**Problem statement:**
Word for word, repeat the lines of the records from the one containing "In the picture above, where can the overcast" through the last line, both included.
[BEGIN Information shown]
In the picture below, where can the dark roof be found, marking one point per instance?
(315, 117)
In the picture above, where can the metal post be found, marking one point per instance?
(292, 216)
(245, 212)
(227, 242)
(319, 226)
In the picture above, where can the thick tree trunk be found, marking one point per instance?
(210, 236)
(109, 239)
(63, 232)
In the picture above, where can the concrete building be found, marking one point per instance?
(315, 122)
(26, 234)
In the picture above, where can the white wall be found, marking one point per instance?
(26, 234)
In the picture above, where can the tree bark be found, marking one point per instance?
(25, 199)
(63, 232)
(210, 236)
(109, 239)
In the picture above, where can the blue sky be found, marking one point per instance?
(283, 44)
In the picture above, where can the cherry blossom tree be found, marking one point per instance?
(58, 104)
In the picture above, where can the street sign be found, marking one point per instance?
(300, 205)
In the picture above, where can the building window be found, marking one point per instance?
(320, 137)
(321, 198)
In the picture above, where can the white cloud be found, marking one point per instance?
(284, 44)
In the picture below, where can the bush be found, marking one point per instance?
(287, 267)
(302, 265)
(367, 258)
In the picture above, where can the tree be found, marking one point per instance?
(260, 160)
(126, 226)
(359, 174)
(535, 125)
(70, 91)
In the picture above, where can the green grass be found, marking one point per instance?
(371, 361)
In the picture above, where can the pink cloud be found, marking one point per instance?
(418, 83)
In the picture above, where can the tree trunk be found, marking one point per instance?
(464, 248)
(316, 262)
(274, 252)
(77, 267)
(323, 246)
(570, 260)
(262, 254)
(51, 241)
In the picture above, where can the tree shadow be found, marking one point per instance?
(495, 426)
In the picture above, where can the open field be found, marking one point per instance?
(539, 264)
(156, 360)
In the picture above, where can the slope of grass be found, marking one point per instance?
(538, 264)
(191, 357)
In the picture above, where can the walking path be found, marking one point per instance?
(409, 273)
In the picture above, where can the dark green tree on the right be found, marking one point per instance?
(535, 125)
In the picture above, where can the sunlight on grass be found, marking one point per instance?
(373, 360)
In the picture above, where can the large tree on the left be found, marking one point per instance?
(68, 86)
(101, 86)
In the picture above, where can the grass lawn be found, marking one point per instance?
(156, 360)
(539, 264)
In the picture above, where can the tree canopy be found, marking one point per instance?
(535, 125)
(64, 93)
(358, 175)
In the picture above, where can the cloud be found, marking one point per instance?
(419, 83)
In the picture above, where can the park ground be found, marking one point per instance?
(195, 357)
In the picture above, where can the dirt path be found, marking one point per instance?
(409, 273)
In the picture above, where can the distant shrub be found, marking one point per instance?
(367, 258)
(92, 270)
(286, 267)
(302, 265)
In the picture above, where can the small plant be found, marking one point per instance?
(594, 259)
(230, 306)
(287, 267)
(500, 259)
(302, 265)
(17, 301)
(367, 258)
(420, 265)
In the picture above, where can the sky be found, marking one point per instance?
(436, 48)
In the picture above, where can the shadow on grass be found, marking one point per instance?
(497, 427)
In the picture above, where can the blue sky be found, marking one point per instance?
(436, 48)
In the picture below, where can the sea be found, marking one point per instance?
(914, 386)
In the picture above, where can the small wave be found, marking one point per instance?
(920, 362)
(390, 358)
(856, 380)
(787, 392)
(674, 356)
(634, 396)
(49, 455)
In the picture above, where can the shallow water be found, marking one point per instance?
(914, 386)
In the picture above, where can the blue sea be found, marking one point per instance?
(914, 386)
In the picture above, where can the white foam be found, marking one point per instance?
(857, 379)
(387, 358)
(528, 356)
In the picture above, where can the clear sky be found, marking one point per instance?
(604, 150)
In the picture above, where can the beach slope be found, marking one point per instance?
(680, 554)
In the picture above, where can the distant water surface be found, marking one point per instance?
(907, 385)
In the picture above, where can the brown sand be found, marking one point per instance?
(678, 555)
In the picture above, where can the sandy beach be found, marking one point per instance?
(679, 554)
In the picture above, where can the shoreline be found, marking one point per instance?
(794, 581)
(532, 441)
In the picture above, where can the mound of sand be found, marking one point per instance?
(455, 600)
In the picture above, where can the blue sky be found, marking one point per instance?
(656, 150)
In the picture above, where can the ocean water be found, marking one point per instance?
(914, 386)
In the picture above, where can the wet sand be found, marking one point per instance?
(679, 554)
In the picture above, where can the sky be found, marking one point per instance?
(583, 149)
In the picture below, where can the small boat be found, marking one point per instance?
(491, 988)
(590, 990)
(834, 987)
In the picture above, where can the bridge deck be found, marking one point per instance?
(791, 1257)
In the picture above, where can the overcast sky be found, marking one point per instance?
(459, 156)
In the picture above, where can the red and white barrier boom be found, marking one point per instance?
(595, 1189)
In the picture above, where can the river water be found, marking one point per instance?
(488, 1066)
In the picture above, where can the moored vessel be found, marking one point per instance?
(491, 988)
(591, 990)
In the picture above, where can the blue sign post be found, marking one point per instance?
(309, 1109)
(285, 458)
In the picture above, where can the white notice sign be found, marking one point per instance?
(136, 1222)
[END Information shown]
**Final result:**
In the picture above, where can the overcast sky be found, marking one point per instance?
(459, 156)
In the picture above, where can the red and white barrier boom be found, marking one point per instance?
(595, 1189)
In the picture above, where can the river water be found, marking one point per instance?
(488, 1066)
In the picture above, where can the moored vessel be found, marking one point per instance?
(491, 988)
(591, 990)
In the picture above, where can the blue sign post be found, marking one point per instance?
(309, 1109)
(285, 458)
In the picture above, where can the white notice sign be found, marking one point per instance?
(136, 1222)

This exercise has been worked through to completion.